Data for this task.
________________
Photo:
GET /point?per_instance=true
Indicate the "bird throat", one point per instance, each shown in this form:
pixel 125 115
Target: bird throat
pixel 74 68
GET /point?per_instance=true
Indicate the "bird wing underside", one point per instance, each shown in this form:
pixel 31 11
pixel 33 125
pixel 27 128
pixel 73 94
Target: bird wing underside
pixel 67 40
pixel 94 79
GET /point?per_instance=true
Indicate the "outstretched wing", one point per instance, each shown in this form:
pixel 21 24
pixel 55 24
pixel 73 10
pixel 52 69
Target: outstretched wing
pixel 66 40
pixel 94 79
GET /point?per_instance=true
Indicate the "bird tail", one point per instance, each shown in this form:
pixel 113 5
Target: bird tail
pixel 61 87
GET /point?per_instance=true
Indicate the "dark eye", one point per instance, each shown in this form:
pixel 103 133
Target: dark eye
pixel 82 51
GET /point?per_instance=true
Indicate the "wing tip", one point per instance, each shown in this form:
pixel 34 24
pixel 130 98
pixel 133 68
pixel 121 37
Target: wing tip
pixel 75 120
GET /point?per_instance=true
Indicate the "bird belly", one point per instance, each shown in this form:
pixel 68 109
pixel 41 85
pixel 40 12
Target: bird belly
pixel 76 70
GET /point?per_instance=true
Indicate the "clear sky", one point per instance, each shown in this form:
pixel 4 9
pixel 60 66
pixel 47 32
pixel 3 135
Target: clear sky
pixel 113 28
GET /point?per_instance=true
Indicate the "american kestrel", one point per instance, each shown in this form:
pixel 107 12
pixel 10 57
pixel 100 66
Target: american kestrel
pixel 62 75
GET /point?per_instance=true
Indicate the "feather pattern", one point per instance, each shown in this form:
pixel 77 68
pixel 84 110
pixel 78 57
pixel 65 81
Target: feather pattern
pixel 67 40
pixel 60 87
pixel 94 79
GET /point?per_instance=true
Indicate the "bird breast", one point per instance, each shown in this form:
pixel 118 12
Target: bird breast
________________
What the task requires. Could you output all of the records above exactly as given?

Answer space.
Photo:
GET /point?per_instance=true
Indicate the "bird throat", one point per instance, each shown in this form:
pixel 125 115
Target: bird throat
pixel 74 68
GET /point?per_instance=true
Indicate the "bird wing underside", one point per instance, each shown in this form:
pixel 31 11
pixel 33 125
pixel 27 128
pixel 73 94
Target: bird wing underside
pixel 67 40
pixel 94 79
GET /point?per_instance=true
Indicate the "outstretched wing", one point per instance, each shown in this form:
pixel 21 24
pixel 55 24
pixel 73 10
pixel 52 69
Target: outstretched wing
pixel 66 40
pixel 94 79
GET /point?per_instance=true
Indicate the "bird tail", one point per instance, each shown in this form:
pixel 113 5
Target: bird tail
pixel 61 87
GET /point?per_instance=true
Indicate the "dark eye", one point per instance, each shown in this form:
pixel 103 133
Target: dark eye
pixel 82 51
GET /point?per_instance=true
Indicate the "wing tip", one point per instance, each shown in this form:
pixel 34 24
pixel 130 98
pixel 133 68
pixel 121 37
Target: wing tip
pixel 75 120
GET /point?per_instance=true
Indicate the "bird belly", one point per instance, each shown in this form:
pixel 68 109
pixel 41 85
pixel 40 12
Target: bird belly
pixel 76 70
GET /point?per_instance=true
Indicate the "clear sky", one point per instance, each shown in this form:
pixel 4 9
pixel 60 66
pixel 47 32
pixel 3 135
Target: clear sky
pixel 113 28
GET /point?per_instance=true
Indicate the "american kestrel", one point per instance, each shown in this form:
pixel 107 12
pixel 10 57
pixel 100 66
Target: american kestrel
pixel 62 75
GET /point?per_instance=true
Indicate the "feather pattern", one point per instance, each shown in this form:
pixel 77 68
pixel 84 110
pixel 78 57
pixel 65 81
Target: feather pattern
pixel 67 40
pixel 60 87
pixel 94 79
GET /point?per_instance=true
Indicate the "bird breast", one point per instance, each shown in this form:
pixel 118 12
Target: bird breast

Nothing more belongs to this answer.